[Opening GIVEN DATA section]
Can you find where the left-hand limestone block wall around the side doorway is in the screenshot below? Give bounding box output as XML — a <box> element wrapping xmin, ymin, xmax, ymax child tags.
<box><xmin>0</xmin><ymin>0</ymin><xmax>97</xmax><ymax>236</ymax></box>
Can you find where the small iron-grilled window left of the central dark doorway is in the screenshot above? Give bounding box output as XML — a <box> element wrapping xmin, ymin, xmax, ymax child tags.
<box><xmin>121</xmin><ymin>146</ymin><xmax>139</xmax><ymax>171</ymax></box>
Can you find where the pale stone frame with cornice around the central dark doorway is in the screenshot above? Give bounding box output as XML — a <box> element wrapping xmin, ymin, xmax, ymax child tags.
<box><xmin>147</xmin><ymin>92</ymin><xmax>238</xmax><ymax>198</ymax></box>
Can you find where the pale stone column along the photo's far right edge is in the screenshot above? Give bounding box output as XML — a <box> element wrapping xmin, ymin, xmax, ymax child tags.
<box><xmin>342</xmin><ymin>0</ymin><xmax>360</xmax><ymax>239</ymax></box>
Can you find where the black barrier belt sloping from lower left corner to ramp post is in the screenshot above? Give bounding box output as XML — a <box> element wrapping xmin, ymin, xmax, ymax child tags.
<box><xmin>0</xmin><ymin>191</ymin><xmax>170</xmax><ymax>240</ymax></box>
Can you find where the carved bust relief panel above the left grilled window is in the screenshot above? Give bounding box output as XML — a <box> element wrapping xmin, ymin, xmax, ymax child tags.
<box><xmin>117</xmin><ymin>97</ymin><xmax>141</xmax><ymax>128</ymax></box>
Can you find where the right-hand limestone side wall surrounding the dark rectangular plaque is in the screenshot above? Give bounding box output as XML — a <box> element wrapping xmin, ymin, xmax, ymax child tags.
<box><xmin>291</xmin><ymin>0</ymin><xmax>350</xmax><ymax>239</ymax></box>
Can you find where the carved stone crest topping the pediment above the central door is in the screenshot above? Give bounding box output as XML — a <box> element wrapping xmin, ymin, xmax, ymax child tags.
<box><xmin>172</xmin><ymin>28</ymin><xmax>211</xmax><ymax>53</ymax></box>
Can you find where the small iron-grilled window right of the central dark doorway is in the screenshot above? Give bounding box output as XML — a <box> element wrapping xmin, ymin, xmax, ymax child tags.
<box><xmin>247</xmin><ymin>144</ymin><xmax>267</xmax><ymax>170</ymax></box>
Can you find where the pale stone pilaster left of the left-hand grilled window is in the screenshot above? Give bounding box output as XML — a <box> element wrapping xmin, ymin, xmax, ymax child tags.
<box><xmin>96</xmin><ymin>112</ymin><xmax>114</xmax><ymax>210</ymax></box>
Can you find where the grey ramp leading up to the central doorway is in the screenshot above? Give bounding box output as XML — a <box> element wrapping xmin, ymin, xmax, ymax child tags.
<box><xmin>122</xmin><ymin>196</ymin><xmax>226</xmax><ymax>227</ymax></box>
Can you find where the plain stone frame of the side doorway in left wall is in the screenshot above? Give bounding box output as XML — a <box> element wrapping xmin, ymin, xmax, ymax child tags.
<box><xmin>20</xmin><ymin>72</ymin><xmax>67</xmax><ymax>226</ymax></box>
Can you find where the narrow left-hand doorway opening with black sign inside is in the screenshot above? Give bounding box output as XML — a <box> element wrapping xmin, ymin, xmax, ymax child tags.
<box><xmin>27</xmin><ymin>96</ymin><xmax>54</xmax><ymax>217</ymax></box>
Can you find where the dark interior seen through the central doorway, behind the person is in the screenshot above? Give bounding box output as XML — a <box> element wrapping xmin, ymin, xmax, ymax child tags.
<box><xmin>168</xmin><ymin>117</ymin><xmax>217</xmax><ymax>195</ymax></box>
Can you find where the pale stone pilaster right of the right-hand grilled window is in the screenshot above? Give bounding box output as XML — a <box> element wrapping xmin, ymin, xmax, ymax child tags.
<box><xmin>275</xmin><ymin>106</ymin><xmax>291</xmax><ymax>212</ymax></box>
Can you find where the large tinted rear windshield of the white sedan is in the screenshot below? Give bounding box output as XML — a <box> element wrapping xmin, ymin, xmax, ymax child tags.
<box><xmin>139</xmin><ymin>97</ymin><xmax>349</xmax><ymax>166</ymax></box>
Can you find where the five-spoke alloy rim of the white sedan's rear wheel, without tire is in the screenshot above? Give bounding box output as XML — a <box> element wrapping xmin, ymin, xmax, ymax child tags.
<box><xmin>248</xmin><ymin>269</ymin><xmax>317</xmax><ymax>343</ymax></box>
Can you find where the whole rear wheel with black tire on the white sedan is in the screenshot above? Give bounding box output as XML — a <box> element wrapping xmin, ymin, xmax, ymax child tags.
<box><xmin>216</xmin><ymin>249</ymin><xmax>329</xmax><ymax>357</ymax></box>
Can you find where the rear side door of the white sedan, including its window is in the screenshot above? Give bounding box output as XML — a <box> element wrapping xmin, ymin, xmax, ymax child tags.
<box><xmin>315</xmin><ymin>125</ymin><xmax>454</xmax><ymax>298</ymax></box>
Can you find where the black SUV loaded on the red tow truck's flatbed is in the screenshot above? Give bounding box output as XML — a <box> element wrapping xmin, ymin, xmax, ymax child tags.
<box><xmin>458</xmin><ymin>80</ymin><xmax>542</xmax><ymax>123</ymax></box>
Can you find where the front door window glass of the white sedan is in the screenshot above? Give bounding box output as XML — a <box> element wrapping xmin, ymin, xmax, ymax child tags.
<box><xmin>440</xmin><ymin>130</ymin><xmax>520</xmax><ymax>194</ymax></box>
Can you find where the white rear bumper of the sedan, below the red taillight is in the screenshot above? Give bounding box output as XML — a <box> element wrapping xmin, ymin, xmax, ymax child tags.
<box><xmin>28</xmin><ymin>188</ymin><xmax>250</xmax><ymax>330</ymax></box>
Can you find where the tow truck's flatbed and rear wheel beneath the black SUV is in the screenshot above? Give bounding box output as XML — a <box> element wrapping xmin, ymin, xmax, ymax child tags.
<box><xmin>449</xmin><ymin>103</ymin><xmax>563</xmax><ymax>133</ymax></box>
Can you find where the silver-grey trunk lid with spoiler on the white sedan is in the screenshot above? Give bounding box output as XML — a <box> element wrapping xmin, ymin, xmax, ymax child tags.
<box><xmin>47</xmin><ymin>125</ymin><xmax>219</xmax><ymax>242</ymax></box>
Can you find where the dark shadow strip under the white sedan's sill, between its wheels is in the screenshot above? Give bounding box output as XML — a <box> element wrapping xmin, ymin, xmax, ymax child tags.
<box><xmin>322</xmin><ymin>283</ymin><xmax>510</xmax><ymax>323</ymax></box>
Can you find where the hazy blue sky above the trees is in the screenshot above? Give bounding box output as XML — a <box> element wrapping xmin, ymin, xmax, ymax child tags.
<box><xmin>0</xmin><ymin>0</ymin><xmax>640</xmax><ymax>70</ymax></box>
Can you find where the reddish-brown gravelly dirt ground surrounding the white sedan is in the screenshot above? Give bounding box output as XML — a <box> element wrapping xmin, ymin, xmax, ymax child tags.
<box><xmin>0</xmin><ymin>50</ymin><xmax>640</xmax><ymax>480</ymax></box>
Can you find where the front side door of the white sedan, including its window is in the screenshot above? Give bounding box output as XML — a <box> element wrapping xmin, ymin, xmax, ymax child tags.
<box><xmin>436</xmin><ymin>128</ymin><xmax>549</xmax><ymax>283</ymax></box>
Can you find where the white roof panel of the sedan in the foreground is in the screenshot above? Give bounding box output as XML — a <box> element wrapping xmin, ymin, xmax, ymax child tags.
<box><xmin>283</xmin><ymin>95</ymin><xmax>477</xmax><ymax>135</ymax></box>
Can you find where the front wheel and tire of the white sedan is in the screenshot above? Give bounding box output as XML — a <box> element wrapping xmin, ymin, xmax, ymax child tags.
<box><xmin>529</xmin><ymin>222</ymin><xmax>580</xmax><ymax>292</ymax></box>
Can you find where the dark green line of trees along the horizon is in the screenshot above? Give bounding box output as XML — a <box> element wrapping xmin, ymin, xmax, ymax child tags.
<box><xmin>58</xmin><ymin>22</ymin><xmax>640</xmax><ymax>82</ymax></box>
[Closing GIVEN DATA section]
=== WHAT TO WORK ON ===
The response should consist only of the lines running from the one that contains "Can you find where the dark green" through the end of the material, repeated exactly.

=== RESULT OF THIS EXERCISE ===
Can you find where the dark green line of trees along the horizon is in the screenshot above? Give bounding box output as XML — a <box> element wrapping xmin, ymin, xmax, ymax child tags.
<box><xmin>58</xmin><ymin>22</ymin><xmax>640</xmax><ymax>82</ymax></box>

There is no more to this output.